作業: 「Locate the arched」を含む行から資料の最後まで（両端を含む）を、列名「本文」と「答え」の2列のCSVに入れてください。1件につき1行とし、それぞれの文と答えを引用符で囲んだ1つのフィールドに収め、改行は空白に置き換えること。

点アノテーション記録
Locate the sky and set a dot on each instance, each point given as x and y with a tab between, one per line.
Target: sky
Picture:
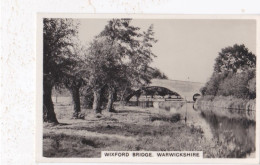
186	49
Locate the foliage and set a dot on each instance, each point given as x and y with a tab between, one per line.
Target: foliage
59	37
234	74
234	59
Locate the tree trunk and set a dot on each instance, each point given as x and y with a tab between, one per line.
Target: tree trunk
76	101
111	92
96	102
48	108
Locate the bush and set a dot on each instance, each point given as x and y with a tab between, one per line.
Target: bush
240	85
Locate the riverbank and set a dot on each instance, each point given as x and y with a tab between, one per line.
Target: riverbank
211	102
129	129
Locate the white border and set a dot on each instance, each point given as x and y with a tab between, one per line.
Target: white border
39	76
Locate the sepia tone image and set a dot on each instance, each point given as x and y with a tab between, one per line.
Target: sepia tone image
132	84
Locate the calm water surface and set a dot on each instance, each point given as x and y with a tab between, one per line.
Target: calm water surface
235	129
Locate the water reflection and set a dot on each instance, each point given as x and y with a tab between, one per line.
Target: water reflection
233	130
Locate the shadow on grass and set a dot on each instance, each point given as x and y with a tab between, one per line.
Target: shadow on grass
131	111
172	118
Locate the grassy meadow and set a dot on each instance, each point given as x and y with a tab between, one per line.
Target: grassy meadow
128	129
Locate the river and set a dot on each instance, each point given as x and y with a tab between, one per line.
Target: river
233	128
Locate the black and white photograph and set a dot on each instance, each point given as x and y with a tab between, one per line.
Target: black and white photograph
146	88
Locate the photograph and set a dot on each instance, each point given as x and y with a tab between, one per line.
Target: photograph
146	87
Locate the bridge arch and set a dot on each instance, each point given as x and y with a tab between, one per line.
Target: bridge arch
186	89
139	91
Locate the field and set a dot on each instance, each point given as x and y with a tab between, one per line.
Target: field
128	129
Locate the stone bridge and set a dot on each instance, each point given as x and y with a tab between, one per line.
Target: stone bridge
185	89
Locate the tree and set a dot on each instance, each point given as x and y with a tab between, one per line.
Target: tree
77	77
234	59
58	59
234	73
126	54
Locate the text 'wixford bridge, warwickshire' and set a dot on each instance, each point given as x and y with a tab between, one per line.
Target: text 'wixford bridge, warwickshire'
186	89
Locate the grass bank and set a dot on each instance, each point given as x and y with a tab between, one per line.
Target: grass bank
209	102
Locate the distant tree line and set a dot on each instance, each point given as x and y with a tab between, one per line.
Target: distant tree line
234	74
116	61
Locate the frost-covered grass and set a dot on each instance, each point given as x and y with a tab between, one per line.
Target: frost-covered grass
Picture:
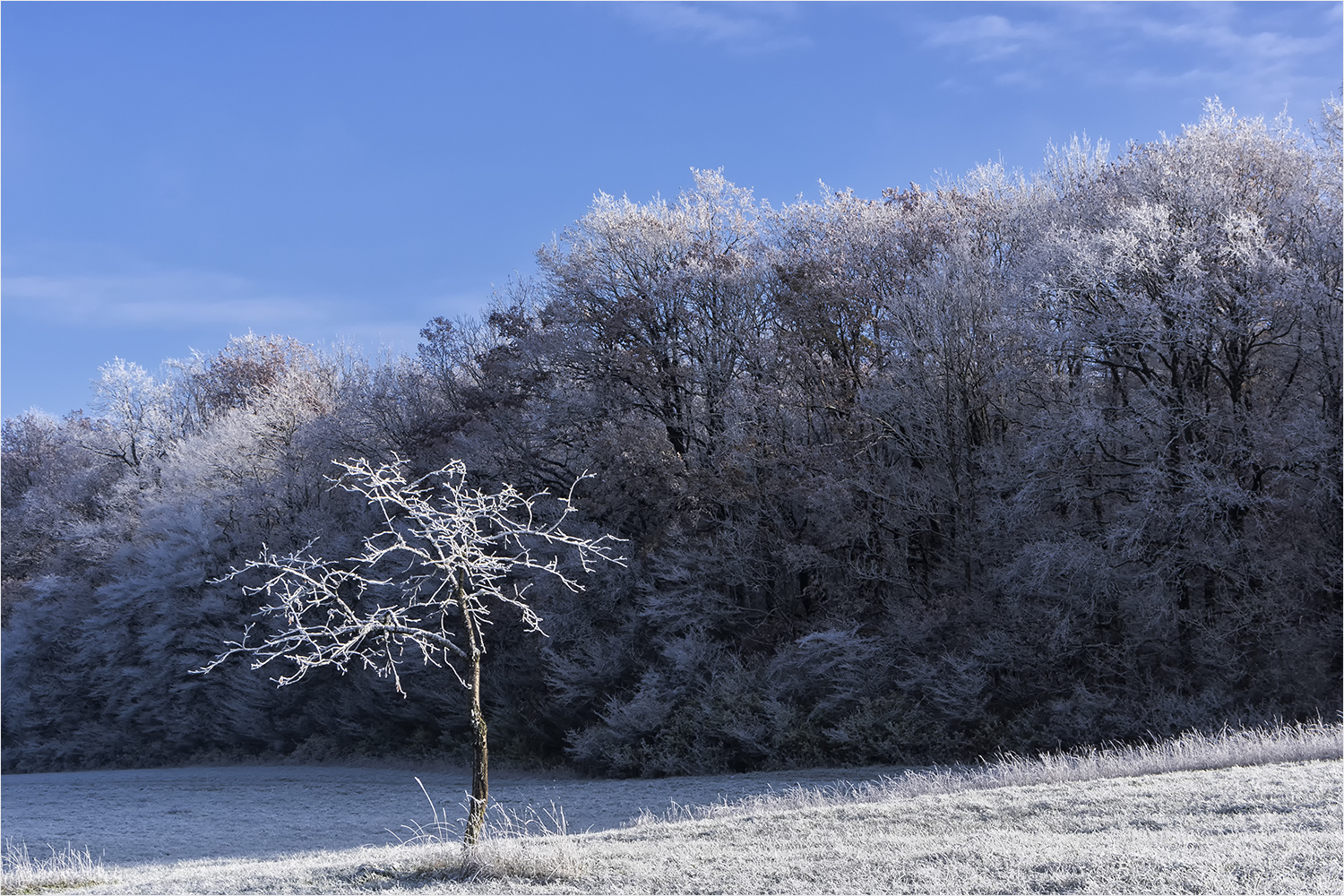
1244	812
1191	751
24	872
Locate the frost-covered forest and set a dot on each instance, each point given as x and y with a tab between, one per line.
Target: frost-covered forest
1010	463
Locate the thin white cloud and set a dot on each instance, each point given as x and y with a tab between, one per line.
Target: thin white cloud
988	38
737	27
159	300
193	300
1217	47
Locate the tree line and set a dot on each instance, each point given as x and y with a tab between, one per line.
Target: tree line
1008	463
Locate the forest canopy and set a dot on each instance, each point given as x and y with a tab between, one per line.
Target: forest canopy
1002	465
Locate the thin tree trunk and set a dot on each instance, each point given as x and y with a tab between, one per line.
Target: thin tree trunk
480	759
480	751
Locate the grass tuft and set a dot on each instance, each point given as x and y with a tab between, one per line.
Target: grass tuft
535	847
22	872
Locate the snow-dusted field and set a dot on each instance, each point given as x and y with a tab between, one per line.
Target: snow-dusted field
169	814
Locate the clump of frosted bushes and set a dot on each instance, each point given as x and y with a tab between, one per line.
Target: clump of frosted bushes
1191	751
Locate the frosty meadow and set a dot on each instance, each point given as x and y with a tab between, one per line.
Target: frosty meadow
1003	468
1244	812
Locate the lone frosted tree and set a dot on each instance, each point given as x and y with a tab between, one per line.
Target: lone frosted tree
419	591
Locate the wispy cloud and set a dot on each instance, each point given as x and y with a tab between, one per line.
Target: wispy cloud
159	300
1218	47
736	27
209	301
988	38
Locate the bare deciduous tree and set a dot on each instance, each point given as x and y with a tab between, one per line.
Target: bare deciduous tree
421	589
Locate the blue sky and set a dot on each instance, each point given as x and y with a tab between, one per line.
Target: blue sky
175	174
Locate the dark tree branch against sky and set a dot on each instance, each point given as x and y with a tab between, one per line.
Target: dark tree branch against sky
175	174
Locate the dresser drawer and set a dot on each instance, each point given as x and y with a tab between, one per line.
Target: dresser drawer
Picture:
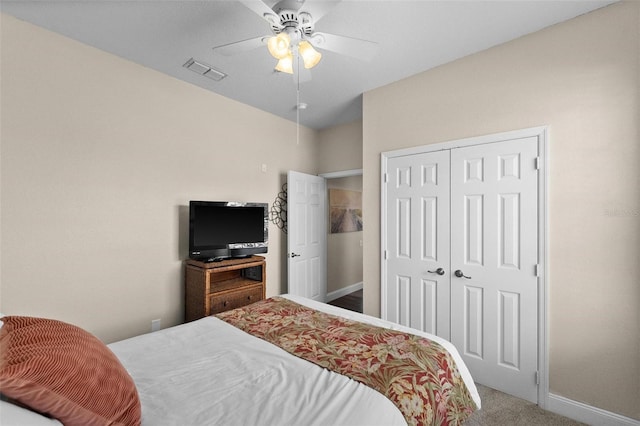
235	299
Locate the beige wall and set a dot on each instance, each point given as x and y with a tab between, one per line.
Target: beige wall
100	158
581	78
344	250
340	148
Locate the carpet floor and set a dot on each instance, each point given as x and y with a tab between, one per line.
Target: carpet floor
501	409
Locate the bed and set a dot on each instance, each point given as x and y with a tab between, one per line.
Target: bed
210	372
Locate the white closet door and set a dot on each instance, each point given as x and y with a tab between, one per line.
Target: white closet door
416	289
494	243
307	236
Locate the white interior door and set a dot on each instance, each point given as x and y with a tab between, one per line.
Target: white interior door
494	246
307	236
417	235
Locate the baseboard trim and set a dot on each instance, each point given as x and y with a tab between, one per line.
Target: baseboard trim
344	291
586	413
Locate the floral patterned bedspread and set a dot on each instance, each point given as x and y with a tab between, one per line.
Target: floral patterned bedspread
416	374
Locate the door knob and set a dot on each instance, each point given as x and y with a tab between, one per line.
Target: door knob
460	274
438	271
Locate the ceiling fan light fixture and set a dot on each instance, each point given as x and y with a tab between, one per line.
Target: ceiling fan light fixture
285	64
278	45
310	56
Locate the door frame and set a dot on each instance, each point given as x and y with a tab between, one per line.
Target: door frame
542	134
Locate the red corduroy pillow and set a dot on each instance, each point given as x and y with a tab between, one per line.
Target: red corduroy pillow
65	372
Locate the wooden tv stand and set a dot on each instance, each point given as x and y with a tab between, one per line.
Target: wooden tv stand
214	287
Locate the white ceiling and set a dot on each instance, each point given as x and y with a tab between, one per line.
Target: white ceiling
413	36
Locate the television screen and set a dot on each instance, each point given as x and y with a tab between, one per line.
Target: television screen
222	229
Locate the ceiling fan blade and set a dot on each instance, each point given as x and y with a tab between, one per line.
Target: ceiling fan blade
318	8
241	46
361	49
262	10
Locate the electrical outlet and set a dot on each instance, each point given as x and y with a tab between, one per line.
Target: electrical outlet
155	325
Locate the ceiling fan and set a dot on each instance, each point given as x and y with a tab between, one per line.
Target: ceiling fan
293	41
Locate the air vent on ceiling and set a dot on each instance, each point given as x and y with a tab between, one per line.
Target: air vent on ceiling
204	69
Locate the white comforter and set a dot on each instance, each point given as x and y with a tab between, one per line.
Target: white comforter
208	372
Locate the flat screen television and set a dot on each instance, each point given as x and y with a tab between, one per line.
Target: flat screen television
223	229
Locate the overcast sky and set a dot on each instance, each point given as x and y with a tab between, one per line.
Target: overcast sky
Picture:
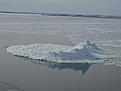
103	7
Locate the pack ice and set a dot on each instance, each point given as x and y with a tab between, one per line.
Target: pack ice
83	52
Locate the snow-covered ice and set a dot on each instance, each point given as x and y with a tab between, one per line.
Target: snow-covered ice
86	52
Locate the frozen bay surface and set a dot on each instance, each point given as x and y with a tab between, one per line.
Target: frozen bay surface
104	32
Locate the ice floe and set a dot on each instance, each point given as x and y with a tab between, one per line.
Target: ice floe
87	52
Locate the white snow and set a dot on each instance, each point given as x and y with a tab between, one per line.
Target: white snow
81	53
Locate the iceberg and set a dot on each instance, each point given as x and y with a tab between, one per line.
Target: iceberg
87	52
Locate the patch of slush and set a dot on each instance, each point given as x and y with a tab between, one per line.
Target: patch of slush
87	52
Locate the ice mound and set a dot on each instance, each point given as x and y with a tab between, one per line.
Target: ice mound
81	53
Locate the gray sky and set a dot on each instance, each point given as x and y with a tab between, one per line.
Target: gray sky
103	7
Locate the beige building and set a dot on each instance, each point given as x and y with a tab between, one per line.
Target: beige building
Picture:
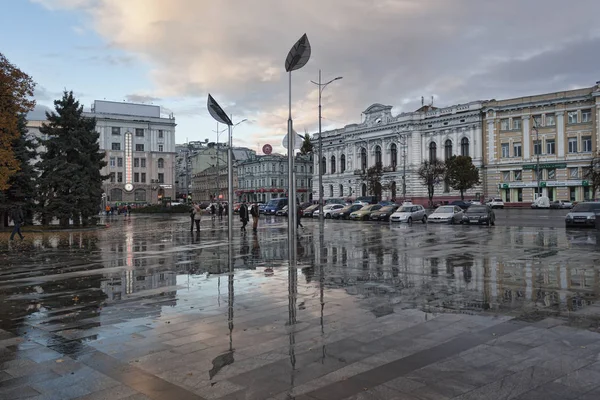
565	142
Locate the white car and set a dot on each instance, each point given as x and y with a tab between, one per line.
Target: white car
328	210
409	213
495	203
447	214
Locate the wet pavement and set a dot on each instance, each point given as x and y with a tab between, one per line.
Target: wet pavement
146	309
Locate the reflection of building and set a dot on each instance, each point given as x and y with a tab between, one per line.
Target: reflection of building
265	177
392	141
565	143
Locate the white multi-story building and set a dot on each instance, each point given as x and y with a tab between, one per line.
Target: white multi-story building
399	143
140	151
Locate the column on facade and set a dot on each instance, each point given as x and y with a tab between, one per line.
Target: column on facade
560	133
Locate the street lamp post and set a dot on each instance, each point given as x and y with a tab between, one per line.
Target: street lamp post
321	88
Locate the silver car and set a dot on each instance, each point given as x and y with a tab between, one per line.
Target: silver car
409	213
447	214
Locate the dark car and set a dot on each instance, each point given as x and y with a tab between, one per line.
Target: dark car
346	211
462	204
479	215
384	213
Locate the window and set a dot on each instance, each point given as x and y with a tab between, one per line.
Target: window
573	173
516	124
448	149
505	151
572	145
550	146
586	115
432	151
464	147
517	150
518	175
537	147
586	142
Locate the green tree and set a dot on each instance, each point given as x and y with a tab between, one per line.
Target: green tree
16	92
22	187
431	172
461	174
307	146
372	177
70	185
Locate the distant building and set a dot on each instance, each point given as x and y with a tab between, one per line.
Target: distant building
265	177
140	151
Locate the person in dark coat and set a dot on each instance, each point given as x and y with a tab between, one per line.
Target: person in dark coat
244	215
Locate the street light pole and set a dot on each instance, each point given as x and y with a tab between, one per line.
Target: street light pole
320	160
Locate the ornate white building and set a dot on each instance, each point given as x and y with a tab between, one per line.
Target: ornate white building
400	143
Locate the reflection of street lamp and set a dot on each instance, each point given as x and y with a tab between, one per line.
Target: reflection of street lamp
321	88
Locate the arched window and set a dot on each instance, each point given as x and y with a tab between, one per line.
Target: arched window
432	151
448	149
363	159
464	147
378	156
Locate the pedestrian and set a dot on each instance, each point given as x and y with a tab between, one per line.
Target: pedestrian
16	215
255	212
244	215
197	216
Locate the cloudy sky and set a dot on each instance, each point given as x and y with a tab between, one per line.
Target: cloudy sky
173	52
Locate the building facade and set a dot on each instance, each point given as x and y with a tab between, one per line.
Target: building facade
140	151
399	144
265	177
559	129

解答:
本文,答え
"Locate the arched window and set a dot on each instance, each point given as x and y with a tab between, one per line. Target: arched window","432	151 448	149 363	159 464	147 378	156"
"Locate the pedestrian and set a dot on each instance, each point given as x and y with a tab between, one per line. Target: pedestrian","16	215 255	212 244	215 197	216"
"Locate the cloudy sky and set a dot on each instance, each point given as x and y with a tab between, one per line. Target: cloudy sky","173	52"
"Locate the building facade and set a dot on each instance, each point given as x and y with a tab between, one per line. Target: building facade","140	151 399	144 265	177 559	129"